*Records supplied*
════════

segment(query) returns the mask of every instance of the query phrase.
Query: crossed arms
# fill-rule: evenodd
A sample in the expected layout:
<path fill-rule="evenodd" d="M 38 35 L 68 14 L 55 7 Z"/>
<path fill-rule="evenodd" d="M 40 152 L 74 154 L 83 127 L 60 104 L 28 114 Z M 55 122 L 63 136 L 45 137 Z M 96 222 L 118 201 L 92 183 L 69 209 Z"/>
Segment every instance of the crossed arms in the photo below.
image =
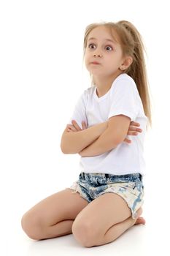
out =
<path fill-rule="evenodd" d="M 61 138 L 61 151 L 64 154 L 78 153 L 82 157 L 94 157 L 107 152 L 125 140 L 130 122 L 128 116 L 118 115 L 107 122 L 77 132 L 69 132 L 66 128 Z M 135 130 L 141 132 L 139 129 Z"/>

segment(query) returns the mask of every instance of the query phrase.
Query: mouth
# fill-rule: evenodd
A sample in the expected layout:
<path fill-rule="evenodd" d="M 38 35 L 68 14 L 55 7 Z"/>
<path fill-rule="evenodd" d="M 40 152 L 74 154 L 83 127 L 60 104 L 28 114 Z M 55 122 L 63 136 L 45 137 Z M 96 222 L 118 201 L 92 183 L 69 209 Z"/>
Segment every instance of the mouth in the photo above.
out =
<path fill-rule="evenodd" d="M 95 65 L 99 65 L 100 64 L 100 63 L 97 62 L 97 61 L 93 61 L 93 62 L 90 62 L 90 64 L 95 64 Z"/>

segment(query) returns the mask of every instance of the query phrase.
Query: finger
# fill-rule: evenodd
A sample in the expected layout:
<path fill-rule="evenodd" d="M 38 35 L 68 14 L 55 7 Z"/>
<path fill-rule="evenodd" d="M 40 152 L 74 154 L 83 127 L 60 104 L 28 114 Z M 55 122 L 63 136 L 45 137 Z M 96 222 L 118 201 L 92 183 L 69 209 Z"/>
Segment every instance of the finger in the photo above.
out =
<path fill-rule="evenodd" d="M 81 128 L 78 126 L 78 124 L 75 120 L 72 120 L 72 123 L 73 124 L 74 127 L 77 129 L 77 130 L 78 130 L 78 131 L 81 130 Z"/>
<path fill-rule="evenodd" d="M 86 124 L 84 121 L 82 121 L 82 129 L 85 129 L 87 128 Z"/>
<path fill-rule="evenodd" d="M 138 135 L 138 132 L 136 132 L 128 131 L 127 135 Z"/>
<path fill-rule="evenodd" d="M 134 125 L 135 127 L 139 127 L 139 126 L 140 126 L 140 124 L 139 124 L 139 123 L 137 123 L 137 122 L 136 122 L 136 121 L 131 121 L 130 125 Z"/>
<path fill-rule="evenodd" d="M 76 128 L 74 127 L 74 125 L 72 124 L 67 124 L 67 127 L 70 129 L 73 132 L 77 132 Z"/>
<path fill-rule="evenodd" d="M 128 127 L 128 130 L 129 131 L 139 132 L 142 132 L 142 129 L 141 128 L 136 128 L 136 127 L 131 127 L 131 126 L 130 126 Z"/>
<path fill-rule="evenodd" d="M 126 138 L 125 138 L 124 141 L 126 142 L 126 143 L 131 143 L 131 140 L 127 139 Z"/>

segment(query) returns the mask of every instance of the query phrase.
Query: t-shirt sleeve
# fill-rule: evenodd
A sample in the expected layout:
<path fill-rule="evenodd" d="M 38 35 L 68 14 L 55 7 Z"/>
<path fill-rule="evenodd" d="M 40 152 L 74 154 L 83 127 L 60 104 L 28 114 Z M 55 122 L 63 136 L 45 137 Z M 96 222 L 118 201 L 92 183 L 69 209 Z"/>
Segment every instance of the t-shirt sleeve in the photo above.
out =
<path fill-rule="evenodd" d="M 112 104 L 108 119 L 114 116 L 124 115 L 135 121 L 139 113 L 138 91 L 135 83 L 128 79 L 118 80 L 112 91 Z"/>
<path fill-rule="evenodd" d="M 72 113 L 72 115 L 71 118 L 69 120 L 68 124 L 72 124 L 72 121 L 75 120 L 79 125 L 79 127 L 82 129 L 82 121 L 84 121 L 88 125 L 88 121 L 87 121 L 87 117 L 86 117 L 86 111 L 85 111 L 85 92 L 81 94 L 81 96 L 79 97 L 74 111 Z"/>

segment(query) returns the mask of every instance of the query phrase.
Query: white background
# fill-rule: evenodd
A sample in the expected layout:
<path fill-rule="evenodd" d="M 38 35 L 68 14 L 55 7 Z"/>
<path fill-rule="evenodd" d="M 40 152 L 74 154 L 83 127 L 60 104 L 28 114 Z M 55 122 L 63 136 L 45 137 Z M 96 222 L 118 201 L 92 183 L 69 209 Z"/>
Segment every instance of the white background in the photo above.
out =
<path fill-rule="evenodd" d="M 0 1 L 1 255 L 149 255 L 168 249 L 169 10 L 168 1 Z M 80 173 L 80 156 L 63 154 L 60 142 L 77 98 L 90 86 L 82 64 L 85 26 L 120 20 L 136 26 L 147 52 L 153 124 L 145 142 L 147 224 L 98 247 L 81 247 L 72 235 L 31 241 L 21 229 L 22 215 Z"/>

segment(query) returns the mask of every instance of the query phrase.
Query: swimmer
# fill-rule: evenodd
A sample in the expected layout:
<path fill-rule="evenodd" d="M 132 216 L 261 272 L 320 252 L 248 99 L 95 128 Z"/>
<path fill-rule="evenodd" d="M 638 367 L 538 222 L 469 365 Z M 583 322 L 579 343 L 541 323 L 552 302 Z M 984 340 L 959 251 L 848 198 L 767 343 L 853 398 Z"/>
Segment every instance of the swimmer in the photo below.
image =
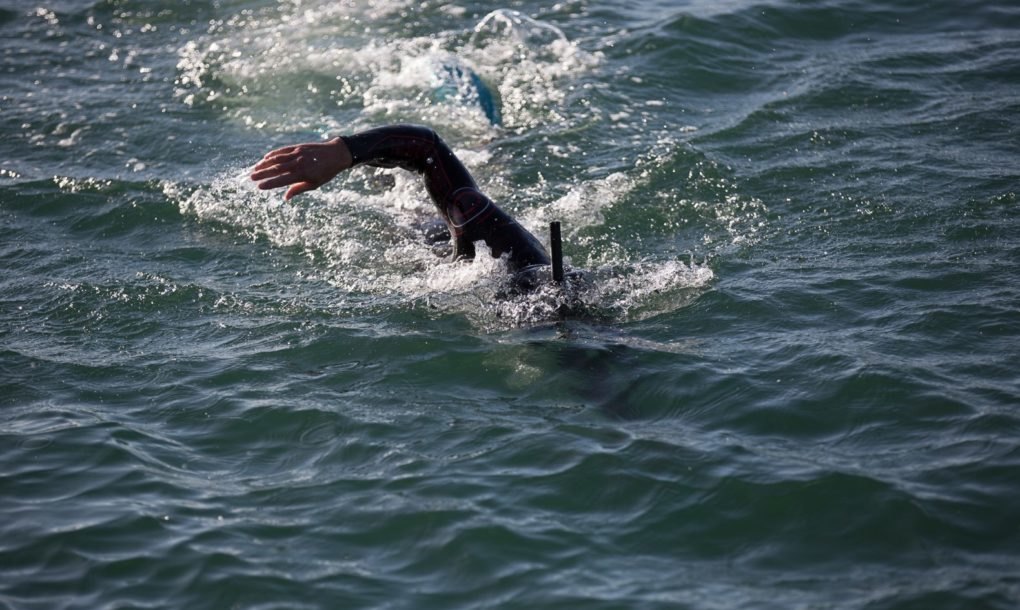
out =
<path fill-rule="evenodd" d="M 507 256 L 509 270 L 525 287 L 533 287 L 538 271 L 551 264 L 542 243 L 478 190 L 464 164 L 428 128 L 388 125 L 279 148 L 255 164 L 251 180 L 262 190 L 289 187 L 285 199 L 290 200 L 357 165 L 421 174 L 450 231 L 455 260 L 474 258 L 474 243 L 484 242 L 494 257 Z"/>

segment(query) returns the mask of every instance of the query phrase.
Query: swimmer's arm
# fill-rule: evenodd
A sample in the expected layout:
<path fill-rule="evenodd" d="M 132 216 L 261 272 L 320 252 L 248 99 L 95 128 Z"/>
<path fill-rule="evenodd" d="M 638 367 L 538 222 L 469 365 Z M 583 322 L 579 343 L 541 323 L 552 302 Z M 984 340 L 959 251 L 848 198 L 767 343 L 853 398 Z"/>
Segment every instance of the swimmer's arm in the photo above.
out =
<path fill-rule="evenodd" d="M 318 189 L 338 173 L 351 167 L 354 160 L 343 138 L 285 146 L 266 153 L 252 168 L 251 180 L 266 191 L 290 187 L 285 199 Z"/>

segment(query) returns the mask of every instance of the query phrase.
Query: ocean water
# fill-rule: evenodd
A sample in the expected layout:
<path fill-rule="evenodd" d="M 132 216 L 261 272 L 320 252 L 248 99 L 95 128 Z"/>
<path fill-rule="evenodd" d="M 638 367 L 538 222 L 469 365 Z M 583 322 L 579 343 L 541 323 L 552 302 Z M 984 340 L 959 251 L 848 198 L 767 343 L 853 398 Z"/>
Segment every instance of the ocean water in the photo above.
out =
<path fill-rule="evenodd" d="M 1015 3 L 2 0 L 0 34 L 0 608 L 1020 605 Z M 389 122 L 589 282 L 438 257 L 406 173 L 246 179 Z"/>

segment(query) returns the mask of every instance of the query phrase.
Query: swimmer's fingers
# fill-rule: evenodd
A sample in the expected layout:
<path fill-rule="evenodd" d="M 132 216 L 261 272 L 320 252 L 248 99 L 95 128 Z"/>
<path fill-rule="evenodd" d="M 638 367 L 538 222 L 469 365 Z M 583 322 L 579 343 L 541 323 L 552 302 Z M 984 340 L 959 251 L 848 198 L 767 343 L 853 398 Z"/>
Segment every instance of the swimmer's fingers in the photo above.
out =
<path fill-rule="evenodd" d="M 347 145 L 337 138 L 271 151 L 255 164 L 250 177 L 263 191 L 293 185 L 286 196 L 290 199 L 321 187 L 352 164 Z"/>
<path fill-rule="evenodd" d="M 300 159 L 292 159 L 284 162 L 261 162 L 258 165 L 255 165 L 250 177 L 252 181 L 257 183 L 264 181 L 265 179 L 271 179 L 288 173 L 297 173 L 300 166 Z"/>
<path fill-rule="evenodd" d="M 257 171 L 259 169 L 265 169 L 267 167 L 272 167 L 273 165 L 279 165 L 280 163 L 294 161 L 300 155 L 299 146 L 288 146 L 286 148 L 279 148 L 270 152 L 267 152 L 258 163 L 255 163 L 255 167 L 252 169 Z M 255 179 L 252 179 L 255 180 Z"/>
<path fill-rule="evenodd" d="M 279 187 L 287 187 L 296 183 L 307 182 L 304 177 L 293 171 L 277 173 L 272 170 L 273 168 L 266 169 L 260 172 L 265 173 L 266 175 L 253 177 L 253 180 L 258 182 L 258 188 L 260 191 L 269 191 L 271 189 L 278 189 Z"/>
<path fill-rule="evenodd" d="M 296 195 L 301 195 L 306 191 L 313 191 L 318 187 L 319 185 L 313 185 L 312 183 L 298 183 L 287 190 L 287 194 L 284 195 L 284 201 L 290 201 Z"/>

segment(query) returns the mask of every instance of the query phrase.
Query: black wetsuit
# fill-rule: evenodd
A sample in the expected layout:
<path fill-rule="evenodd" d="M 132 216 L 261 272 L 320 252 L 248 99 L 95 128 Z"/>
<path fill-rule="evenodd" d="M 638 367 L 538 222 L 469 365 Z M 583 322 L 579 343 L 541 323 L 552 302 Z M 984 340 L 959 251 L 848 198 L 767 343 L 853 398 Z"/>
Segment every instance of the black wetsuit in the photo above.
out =
<path fill-rule="evenodd" d="M 493 256 L 508 255 L 511 271 L 550 264 L 545 247 L 478 190 L 450 147 L 428 128 L 390 125 L 344 136 L 354 165 L 402 167 L 420 173 L 446 220 L 454 257 L 473 258 L 474 242 L 484 242 Z"/>

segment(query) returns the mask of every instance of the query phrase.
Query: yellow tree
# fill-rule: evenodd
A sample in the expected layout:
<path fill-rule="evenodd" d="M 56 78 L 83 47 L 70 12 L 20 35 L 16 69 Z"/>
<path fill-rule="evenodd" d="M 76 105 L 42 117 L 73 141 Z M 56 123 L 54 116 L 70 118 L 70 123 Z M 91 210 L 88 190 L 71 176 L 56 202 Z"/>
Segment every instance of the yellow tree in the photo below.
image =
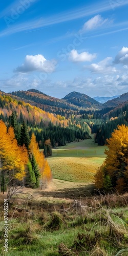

════════

*Problem*
Rewrite the lines above, requests included, starting at the first line and ending at the line that contains "99 65 L 100", and shift each coordinate in the answer outlines by adding 80 while leaving the requests and their sample outlines unchanged. Leave the pictures out.

*Response below*
segment(query) returns the mask of every instance of the query phrase.
Query: crossed arms
# fill-rule: evenodd
A sample in the expected layout:
<path fill-rule="evenodd" d="M 38 35 L 68 14 L 55 7 Z"/>
<path fill-rule="evenodd" d="M 40 152 L 74 154 L 83 127 L 60 104 L 28 114 Z M 55 122 L 63 136 L 45 137 Z M 96 222 L 118 201 L 92 183 L 69 209 Z"/>
Segment every instance of the crossed arms in the photo below.
image =
out =
<path fill-rule="evenodd" d="M 141 218 L 141 231 L 144 234 L 158 233 L 162 237 L 174 237 L 187 232 L 205 220 L 210 202 L 208 196 L 198 195 L 187 202 L 157 212 L 149 212 L 146 208 Z M 215 210 L 221 212 L 219 209 Z"/>

segment(query) returns the mask of every instance of the query phrase.
Query: mouth
# fill-rule: evenodd
A sample in the expected layout:
<path fill-rule="evenodd" d="M 38 35 L 68 14 L 55 7 Z"/>
<path fill-rule="evenodd" d="M 40 152 L 74 154 L 83 127 L 60 104 L 28 114 Z M 55 122 L 63 136 L 45 137 Z M 96 222 L 118 201 L 92 183 L 69 209 Z"/>
Segment every instance of the mouth in the photo above.
out =
<path fill-rule="evenodd" d="M 175 145 L 179 145 L 180 144 L 180 143 L 177 142 L 177 141 L 173 141 L 173 142 L 170 142 L 170 144 L 175 144 Z"/>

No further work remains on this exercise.